Records for the exercise
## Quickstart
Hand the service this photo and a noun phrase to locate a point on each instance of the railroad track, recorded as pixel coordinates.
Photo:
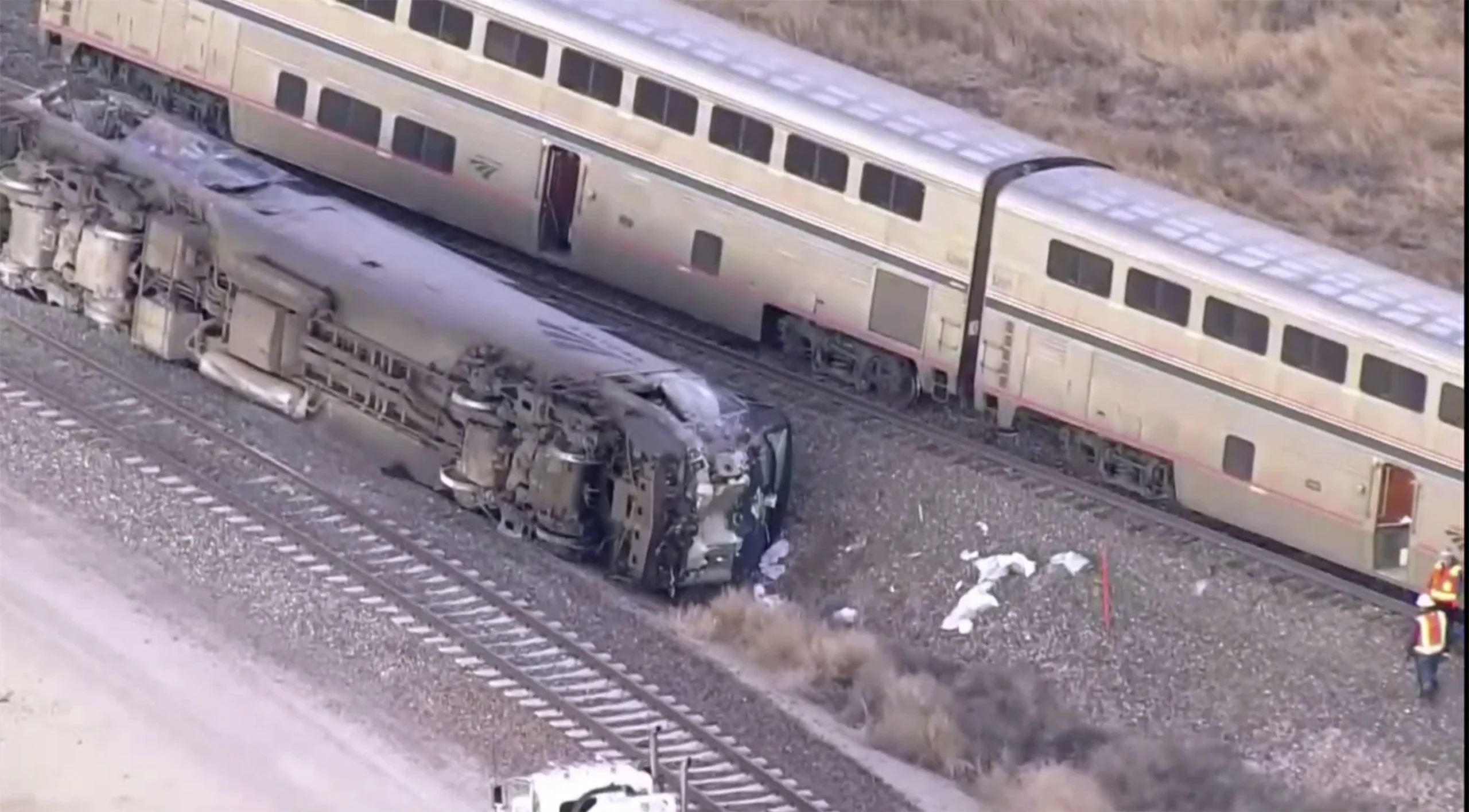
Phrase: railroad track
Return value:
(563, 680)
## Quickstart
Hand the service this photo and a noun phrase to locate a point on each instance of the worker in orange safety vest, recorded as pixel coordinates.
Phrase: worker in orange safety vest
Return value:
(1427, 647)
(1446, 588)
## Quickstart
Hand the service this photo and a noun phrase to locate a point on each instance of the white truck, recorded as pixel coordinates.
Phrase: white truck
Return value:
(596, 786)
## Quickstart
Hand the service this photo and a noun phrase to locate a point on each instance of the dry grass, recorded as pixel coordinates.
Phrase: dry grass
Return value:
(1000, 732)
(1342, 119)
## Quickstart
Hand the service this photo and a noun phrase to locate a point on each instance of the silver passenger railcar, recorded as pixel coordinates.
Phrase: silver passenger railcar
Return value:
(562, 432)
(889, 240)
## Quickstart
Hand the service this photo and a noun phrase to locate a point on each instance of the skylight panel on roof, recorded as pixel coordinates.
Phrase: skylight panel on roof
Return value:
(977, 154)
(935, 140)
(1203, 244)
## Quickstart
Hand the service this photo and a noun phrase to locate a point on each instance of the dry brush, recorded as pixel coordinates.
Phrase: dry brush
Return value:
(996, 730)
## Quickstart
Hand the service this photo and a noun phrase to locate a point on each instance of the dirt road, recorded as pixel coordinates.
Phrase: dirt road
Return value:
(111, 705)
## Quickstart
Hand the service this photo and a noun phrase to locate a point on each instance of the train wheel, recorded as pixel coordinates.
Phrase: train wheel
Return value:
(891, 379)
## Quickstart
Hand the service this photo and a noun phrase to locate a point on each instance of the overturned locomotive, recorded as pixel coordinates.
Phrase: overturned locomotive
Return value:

What is expected
Reproduce every line of the material precisely, omitting its pictures.

Final result
## Quickstart
Hand the service this photo and a noun phrase to locate a point on each instance of the railroad track, recorded as pixel coordinates.
Photo:
Phrase: railroad track
Return value:
(563, 680)
## Quickstart
Hand the service this photo and a noun phrase to locate a point on each instance of the worker in orange safety vest, recorded as pixel coordinates.
Phrase: worker in orange safety vest
Return value:
(1427, 647)
(1446, 588)
## Quickstart
Hand the service this photo and a noun phrase to locate a point on each instance of the white truck, recorded as pixel coordinates.
Phrase: white truck
Return value:
(596, 786)
## Quickstart
Hand the service this photo and a noun phrase to locate a point on each instance of the dry grass, recorded as pixel coordinates.
Phrase: dry grass
Return value:
(1000, 732)
(1342, 119)
## Quickstart
Hand the service this photo and a noun phrase to locate a point on each instance of the silver passenger railcar, recorded as pixel coordinates.
Phrase: silver passenger railcar
Return value:
(562, 432)
(889, 240)
## Quickstart
Hand the service this photo and a noun phrase to locate a point on each instance of the skylight panel on roof, recorded as pixel coordinates.
Phrase: skylight panel on roof
Return value:
(977, 154)
(935, 140)
(1203, 244)
## Quickstart
Hand the service this photo and a noun phrase to locate a point on each instance of the dry brush, recorded as pixel coordinates.
Phrase: dry brush
Return value:
(996, 730)
## Quickstart
Hand the service this photo and a noun phrase to locate a point on each instance of the dirt road, recorded as pixel coordinates.
Phrase: dirt road
Return value:
(111, 705)
## Quickstart
Hand the service this photo and a noun phrase to locate a point on each instance of the train wheel, recorded as pixel coordinates.
Phrase: train wheel
Return value:
(891, 379)
## Quickstart
Hand the service this photo and a noun phrase to locate a point on each instance of the overturned locomotive, recorded as pixel coordinates.
Phrase: overturned locomotive
Return value:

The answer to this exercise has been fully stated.